Task goal: Copy out every item below, replacing each "Inference Spec" with "Runtime Spec" and keeping the rest identical.

Data provided:
* begin *
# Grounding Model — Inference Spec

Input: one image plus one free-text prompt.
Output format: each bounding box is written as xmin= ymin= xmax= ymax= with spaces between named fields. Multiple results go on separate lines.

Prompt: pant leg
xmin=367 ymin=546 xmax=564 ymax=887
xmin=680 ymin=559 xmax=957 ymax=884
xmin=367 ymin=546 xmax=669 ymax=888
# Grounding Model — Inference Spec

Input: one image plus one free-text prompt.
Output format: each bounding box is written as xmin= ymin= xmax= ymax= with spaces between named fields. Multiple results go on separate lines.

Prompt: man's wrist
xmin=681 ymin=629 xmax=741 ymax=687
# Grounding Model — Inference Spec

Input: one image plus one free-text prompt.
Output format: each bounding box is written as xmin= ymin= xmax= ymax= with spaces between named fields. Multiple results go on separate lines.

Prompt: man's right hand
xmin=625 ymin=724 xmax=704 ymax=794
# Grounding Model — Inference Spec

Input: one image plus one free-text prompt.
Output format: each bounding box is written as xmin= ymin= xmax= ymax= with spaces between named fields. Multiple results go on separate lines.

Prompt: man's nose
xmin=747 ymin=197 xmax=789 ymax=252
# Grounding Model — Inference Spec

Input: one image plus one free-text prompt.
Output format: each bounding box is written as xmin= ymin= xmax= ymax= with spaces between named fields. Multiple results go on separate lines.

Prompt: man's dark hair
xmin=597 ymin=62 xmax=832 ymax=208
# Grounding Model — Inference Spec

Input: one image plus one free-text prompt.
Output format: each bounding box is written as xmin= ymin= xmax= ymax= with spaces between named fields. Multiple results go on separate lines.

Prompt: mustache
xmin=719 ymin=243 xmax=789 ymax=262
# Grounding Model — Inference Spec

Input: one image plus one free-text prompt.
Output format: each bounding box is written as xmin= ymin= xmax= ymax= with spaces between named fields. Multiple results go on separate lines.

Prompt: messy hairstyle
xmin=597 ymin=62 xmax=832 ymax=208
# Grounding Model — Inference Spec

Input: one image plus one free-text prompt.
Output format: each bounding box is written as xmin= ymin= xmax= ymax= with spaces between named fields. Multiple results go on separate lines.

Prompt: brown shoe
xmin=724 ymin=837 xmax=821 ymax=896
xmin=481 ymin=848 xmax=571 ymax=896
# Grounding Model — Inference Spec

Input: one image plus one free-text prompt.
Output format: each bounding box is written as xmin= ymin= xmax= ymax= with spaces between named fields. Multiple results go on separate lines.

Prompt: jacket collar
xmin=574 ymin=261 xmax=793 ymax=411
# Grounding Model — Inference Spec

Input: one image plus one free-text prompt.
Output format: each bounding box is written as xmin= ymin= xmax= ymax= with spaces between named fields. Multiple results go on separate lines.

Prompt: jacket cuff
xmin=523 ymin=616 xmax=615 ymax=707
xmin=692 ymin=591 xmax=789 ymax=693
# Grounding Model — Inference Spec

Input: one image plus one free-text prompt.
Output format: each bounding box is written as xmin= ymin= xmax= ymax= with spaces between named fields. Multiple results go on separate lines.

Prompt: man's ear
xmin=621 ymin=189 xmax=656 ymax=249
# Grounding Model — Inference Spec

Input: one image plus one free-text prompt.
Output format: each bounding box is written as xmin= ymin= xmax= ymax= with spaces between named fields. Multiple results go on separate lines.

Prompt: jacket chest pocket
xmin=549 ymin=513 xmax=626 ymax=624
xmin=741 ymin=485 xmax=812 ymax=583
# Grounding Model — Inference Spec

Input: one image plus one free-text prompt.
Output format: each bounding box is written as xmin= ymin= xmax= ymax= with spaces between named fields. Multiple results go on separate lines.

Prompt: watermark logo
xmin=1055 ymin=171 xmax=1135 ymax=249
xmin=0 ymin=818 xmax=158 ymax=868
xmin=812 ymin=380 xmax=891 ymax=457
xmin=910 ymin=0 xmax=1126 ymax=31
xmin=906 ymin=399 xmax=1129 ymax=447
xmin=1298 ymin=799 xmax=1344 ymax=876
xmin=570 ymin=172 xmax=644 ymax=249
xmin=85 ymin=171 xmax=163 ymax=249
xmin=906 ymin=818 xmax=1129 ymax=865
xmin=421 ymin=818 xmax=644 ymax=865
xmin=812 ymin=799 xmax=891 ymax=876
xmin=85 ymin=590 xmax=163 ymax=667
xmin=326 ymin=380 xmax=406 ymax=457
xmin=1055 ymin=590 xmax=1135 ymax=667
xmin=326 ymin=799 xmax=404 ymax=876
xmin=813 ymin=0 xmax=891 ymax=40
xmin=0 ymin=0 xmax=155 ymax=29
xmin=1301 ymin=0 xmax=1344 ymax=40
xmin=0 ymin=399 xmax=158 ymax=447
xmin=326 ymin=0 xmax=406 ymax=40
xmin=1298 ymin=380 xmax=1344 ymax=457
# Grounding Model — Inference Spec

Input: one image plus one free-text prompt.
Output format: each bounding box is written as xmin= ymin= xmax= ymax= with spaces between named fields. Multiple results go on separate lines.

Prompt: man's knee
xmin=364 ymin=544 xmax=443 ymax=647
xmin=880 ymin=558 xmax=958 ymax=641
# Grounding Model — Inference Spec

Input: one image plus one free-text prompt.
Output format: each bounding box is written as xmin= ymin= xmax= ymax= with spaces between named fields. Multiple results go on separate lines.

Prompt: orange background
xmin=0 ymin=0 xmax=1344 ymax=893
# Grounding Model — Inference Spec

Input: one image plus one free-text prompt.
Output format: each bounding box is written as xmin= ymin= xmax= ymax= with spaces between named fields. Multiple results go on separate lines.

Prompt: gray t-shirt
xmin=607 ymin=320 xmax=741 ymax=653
* end *
Answer to this problem:
# Grounding Model — Runtime Spec

Input: one image plus one free-text prompt.
Output format: each bounding box is written as xmin= ymin= xmax= ymax= with spaces between named fields. Multiple results go on separate lines.

Prompt: pant leg
xmin=367 ymin=546 xmax=564 ymax=887
xmin=680 ymin=559 xmax=957 ymax=884
xmin=367 ymin=546 xmax=669 ymax=888
# Grounding Model — Runtime Spec

Input: one image plus one free-text prompt.
Output format: each bounding box is written as xmin= ymin= xmax= ymax= with spaces between named fields. Multiple results go on separate lines.

Prompt: man's wrist
xmin=681 ymin=629 xmax=741 ymax=687
# Grounding Model — Runtime Spec

Input: one image plus one free-text prompt.
Output format: each bounding box is written as xmin= ymin= xmax= ymax= with spaces between named fields. Multiple results go on separate lines.

Prompt: man's right hand
xmin=625 ymin=724 xmax=704 ymax=794
# Grounding Model — Runtime Spec

Input: one image plus one free-text prompt.
Output format: each bounding box is written as xmin= ymin= xmax= ymax= with spaces between named fields. Multiple results go on separate lines.

Prompt: man's nose
xmin=747 ymin=197 xmax=789 ymax=252
# Grounding Model — Runtime Spec

Input: one image plus one free-text prompt.
Output format: each bounding box is written as xmin= ymin= xmax= ymax= with spaces between named fields. Multiple results go on separate lines.

Prompt: man's dark hair
xmin=597 ymin=62 xmax=832 ymax=208
# Grounding Model — Runtime Spec

Input: one image plus one free-text prompt.
Output format: each bounding box is written as xmin= ymin= xmax= ymax= with spaces between named fields. Multiple results go on separate lines.

Prompt: mustache
xmin=719 ymin=243 xmax=789 ymax=262
# Grounding Model — Runtime Spec

Input: one image plus one free-text prompt.
Output format: each bounding box is written as xmin= ymin= xmax= ymax= with spaces between named fields. Multiple results go on separate lines.

Prompt: messy hairstyle
xmin=597 ymin=62 xmax=832 ymax=208
# Grounding Model — Runtime Spec

Input: one image plus one free-text prompt.
Output format: each bounding box is written as xmin= ymin= xmax= ymax= with spaces between named fields. Multiple results go on separate lines.

Prompt: brown shoe
xmin=724 ymin=837 xmax=821 ymax=896
xmin=481 ymin=848 xmax=571 ymax=896
# Grounding Model — Runtime Spec

Input: one image plus one free-text prompt.
Output format: each bounding box is written as xmin= ymin= xmax= ymax= with spaces between named fields. Multiple results go on separate lines.

Prompt: jacket collar
xmin=574 ymin=261 xmax=793 ymax=411
# Grounding Model — Runtime Spec

Input: one image plus one free-text prompt.
Output format: each bounding box is written as xmin= ymin= xmax= ymax= with spaces between named fields. Multiple results go on separate lines.

Prompt: jacket cuff
xmin=523 ymin=616 xmax=615 ymax=707
xmin=692 ymin=591 xmax=789 ymax=693
# Grounding Model — Runtime Spec

Input: one image plus one free-text prompt.
Output format: each bounding box is written as xmin= ymin= xmax= ymax= with spaces between named fields. Multiple results go on separate lines.

Prompt: man's ear
xmin=621 ymin=189 xmax=656 ymax=249
# Grounding Model — Runtime Spec

Input: one image plus one free-text prompt.
Output format: each bounding box is written as xmin= ymin= xmax= ymax= with spaces between named fields. Multiple results go on separate lines.

Prompt: jacket chest pocket
xmin=549 ymin=513 xmax=626 ymax=624
xmin=741 ymin=485 xmax=812 ymax=583
# Grounding Model — Runtime Spec

Input: one image plus one free-text prompt.
Output format: each bounding box is written as xmin= ymin= xmax= ymax= with spaces between named fields. Multiple results go on separate lines.

Prompt: watermark logo
xmin=1055 ymin=171 xmax=1135 ymax=249
xmin=0 ymin=818 xmax=158 ymax=868
xmin=812 ymin=380 xmax=891 ymax=457
xmin=910 ymin=0 xmax=1126 ymax=31
xmin=906 ymin=399 xmax=1129 ymax=447
xmin=1298 ymin=799 xmax=1344 ymax=876
xmin=570 ymin=172 xmax=644 ymax=249
xmin=85 ymin=171 xmax=163 ymax=249
xmin=906 ymin=818 xmax=1129 ymax=865
xmin=421 ymin=818 xmax=644 ymax=865
xmin=812 ymin=799 xmax=891 ymax=876
xmin=85 ymin=590 xmax=163 ymax=667
xmin=326 ymin=380 xmax=406 ymax=457
xmin=1055 ymin=590 xmax=1135 ymax=667
xmin=326 ymin=799 xmax=404 ymax=876
xmin=813 ymin=0 xmax=891 ymax=40
xmin=0 ymin=0 xmax=155 ymax=29
xmin=1301 ymin=0 xmax=1344 ymax=40
xmin=0 ymin=399 xmax=158 ymax=447
xmin=326 ymin=0 xmax=406 ymax=40
xmin=1298 ymin=380 xmax=1344 ymax=457
# Grounding Model — Runtime Spec

Input: one image plus one free-text prompt.
Output format: each bounding box is written as xmin= ymin= xmax= ymax= with spaces between named fields. Multiple results go on separate lines.

Prompt: man's knee
xmin=364 ymin=544 xmax=443 ymax=647
xmin=880 ymin=558 xmax=958 ymax=641
# Grounding Model — Runtime Spec

Input: one image plus one free-text prompt.
Output format: each bounding box is written as xmin= ymin= xmax= ymax= with spaces between named fields. Multiple results go on separate lines.

Prompt: orange background
xmin=0 ymin=0 xmax=1344 ymax=893
# Grounding Model — Runtime Spec

Input: one image plus one free-text prompt.
Output format: each bounding box is written as xmin= ymin= xmax= ymax= with spaces between named fields. Multiple results go on separate lines.

Prompt: gray t-shirt
xmin=607 ymin=320 xmax=741 ymax=653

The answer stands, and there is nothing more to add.